About this exercise: The result should be every line of the listing that holds the word "shrub".

********************

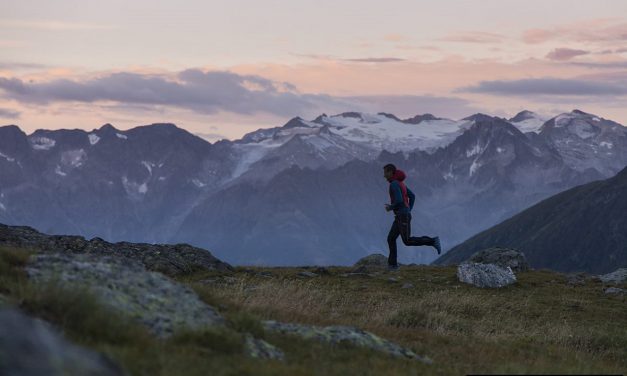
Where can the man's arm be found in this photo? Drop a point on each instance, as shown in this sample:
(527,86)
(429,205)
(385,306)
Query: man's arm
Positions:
(412,198)
(397,195)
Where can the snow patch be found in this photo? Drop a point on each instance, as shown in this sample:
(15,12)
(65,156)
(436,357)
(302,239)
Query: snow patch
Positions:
(59,172)
(42,143)
(148,166)
(133,188)
(73,158)
(562,120)
(7,157)
(582,129)
(93,138)
(477,149)
(473,167)
(198,183)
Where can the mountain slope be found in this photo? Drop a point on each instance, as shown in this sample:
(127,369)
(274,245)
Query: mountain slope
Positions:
(581,229)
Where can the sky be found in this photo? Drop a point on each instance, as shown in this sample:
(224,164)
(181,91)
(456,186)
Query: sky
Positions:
(221,69)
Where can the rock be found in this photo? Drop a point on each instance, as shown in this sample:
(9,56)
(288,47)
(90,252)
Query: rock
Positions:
(375,260)
(322,271)
(126,286)
(578,279)
(337,334)
(170,260)
(31,347)
(485,275)
(615,291)
(258,348)
(617,277)
(502,257)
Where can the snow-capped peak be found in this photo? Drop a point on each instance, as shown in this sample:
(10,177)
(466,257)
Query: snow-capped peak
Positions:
(528,121)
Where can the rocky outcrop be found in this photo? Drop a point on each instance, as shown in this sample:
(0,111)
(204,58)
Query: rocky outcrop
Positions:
(170,260)
(503,257)
(373,260)
(615,291)
(126,286)
(617,277)
(485,275)
(258,348)
(31,347)
(349,334)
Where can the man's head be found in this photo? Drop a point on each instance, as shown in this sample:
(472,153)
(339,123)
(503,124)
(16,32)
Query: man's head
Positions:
(388,171)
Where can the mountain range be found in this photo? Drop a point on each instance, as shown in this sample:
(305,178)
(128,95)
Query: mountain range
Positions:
(307,192)
(581,229)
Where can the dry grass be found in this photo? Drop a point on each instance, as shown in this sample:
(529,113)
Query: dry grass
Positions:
(539,325)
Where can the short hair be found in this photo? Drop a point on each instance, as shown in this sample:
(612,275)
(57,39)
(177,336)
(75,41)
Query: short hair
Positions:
(389,167)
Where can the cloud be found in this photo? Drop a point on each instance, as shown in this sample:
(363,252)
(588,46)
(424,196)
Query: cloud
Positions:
(51,25)
(375,60)
(548,86)
(200,91)
(600,30)
(395,38)
(602,65)
(563,54)
(12,65)
(9,114)
(474,37)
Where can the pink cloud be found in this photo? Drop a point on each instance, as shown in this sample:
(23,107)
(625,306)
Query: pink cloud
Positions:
(474,37)
(562,54)
(598,30)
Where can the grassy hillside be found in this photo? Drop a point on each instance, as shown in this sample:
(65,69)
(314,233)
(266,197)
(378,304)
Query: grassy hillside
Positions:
(581,229)
(541,324)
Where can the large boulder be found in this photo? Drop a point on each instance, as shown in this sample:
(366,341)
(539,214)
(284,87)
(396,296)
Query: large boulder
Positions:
(169,259)
(485,275)
(338,333)
(31,347)
(616,277)
(375,260)
(126,286)
(503,257)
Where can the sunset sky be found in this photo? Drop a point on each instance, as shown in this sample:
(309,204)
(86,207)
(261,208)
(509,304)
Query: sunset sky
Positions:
(225,68)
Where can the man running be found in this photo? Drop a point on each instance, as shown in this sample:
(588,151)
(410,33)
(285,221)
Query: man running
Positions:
(402,202)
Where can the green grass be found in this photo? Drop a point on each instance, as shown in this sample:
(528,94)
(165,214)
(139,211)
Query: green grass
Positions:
(539,325)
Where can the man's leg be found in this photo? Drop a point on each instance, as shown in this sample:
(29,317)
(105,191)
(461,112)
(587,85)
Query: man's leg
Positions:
(392,236)
(405,232)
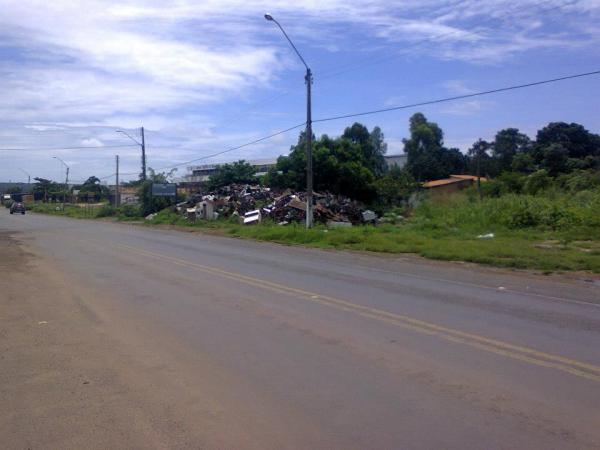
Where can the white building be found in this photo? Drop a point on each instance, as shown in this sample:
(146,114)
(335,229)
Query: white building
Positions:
(204,171)
(396,160)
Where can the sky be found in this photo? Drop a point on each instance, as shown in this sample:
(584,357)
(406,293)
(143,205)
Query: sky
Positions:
(206,76)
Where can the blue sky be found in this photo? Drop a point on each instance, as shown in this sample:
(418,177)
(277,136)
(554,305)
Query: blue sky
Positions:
(204,76)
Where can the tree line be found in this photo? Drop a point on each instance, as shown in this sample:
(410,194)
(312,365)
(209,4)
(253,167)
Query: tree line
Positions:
(353,164)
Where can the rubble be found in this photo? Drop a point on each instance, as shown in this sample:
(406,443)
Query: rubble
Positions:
(253,203)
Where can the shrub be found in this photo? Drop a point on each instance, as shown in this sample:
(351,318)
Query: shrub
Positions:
(129,211)
(106,211)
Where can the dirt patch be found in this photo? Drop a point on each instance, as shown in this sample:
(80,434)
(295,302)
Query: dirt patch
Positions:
(13,257)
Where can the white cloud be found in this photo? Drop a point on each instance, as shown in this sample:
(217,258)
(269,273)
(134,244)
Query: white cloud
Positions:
(74,71)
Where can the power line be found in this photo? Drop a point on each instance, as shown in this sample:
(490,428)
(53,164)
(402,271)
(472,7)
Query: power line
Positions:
(379,59)
(247,144)
(459,97)
(62,148)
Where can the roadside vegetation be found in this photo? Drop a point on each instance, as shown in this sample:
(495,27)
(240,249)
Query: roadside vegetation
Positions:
(539,209)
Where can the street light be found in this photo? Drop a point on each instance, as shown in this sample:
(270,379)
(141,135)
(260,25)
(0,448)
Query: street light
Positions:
(143,147)
(67,167)
(28,176)
(66,180)
(309,175)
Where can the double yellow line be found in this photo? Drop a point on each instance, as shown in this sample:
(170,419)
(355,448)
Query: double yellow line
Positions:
(526,354)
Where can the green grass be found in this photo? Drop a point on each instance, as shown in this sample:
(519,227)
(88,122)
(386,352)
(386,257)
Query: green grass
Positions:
(77,212)
(546,233)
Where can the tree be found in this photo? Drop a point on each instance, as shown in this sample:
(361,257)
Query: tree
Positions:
(507,144)
(555,159)
(394,188)
(428,159)
(347,165)
(578,141)
(523,162)
(148,203)
(93,187)
(481,163)
(238,172)
(160,177)
(45,189)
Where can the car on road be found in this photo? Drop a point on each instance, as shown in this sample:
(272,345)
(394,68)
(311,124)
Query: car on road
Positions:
(17,207)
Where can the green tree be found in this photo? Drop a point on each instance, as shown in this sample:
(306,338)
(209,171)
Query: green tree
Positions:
(394,188)
(523,162)
(578,141)
(428,159)
(347,165)
(555,159)
(226,174)
(46,190)
(507,144)
(480,161)
(148,203)
(93,187)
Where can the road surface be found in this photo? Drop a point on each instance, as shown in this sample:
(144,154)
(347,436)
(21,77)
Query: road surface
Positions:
(120,336)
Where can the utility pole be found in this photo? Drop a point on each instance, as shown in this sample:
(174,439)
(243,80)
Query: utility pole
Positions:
(143,147)
(117,196)
(309,174)
(28,176)
(308,137)
(66,180)
(143,156)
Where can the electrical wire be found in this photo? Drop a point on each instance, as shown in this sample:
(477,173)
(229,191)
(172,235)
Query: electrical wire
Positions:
(459,97)
(62,148)
(212,155)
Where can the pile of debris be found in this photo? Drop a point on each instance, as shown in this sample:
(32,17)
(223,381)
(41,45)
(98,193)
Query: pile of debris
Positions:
(254,203)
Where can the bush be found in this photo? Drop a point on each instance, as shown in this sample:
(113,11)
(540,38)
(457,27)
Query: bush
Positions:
(537,182)
(129,211)
(106,211)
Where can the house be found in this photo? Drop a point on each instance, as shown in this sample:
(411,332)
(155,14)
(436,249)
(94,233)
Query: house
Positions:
(448,186)
(202,172)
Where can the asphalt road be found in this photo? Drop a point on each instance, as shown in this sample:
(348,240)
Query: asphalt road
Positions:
(119,336)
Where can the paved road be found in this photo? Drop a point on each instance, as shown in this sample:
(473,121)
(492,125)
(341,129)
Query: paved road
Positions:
(127,337)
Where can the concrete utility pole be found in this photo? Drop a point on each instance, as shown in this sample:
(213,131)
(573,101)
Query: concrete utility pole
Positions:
(309,171)
(143,147)
(143,156)
(66,180)
(117,197)
(28,176)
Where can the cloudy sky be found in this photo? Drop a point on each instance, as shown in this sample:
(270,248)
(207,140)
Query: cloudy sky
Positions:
(206,75)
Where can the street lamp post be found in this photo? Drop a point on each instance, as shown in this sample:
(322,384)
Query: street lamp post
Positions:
(66,179)
(28,176)
(309,172)
(142,146)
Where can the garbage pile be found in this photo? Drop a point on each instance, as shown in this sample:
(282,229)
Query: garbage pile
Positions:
(253,203)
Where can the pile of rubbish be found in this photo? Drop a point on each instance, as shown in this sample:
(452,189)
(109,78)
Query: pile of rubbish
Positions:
(253,203)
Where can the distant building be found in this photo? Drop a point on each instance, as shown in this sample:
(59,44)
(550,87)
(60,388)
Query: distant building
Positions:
(395,160)
(24,187)
(448,186)
(202,172)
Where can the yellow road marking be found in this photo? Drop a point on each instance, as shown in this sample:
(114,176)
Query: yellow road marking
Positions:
(526,354)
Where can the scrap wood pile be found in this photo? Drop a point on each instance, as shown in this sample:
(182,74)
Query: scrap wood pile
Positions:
(252,204)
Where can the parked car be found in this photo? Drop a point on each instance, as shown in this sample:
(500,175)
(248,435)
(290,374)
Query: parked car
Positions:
(17,207)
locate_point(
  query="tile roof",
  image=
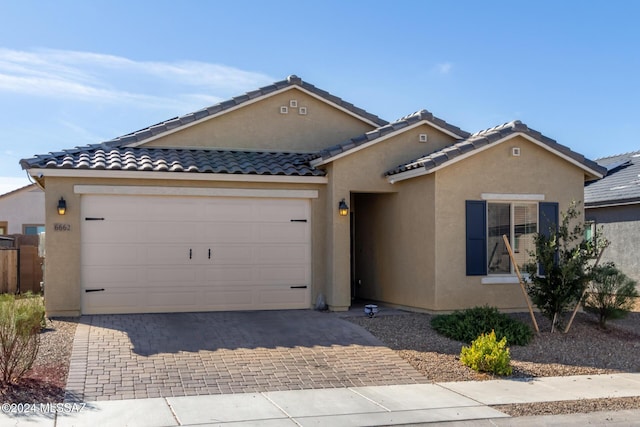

********************

Exercise result:
Where can the shrub be found in this photo? Drop a point on each instance, as shown in this sample:
Query: shrub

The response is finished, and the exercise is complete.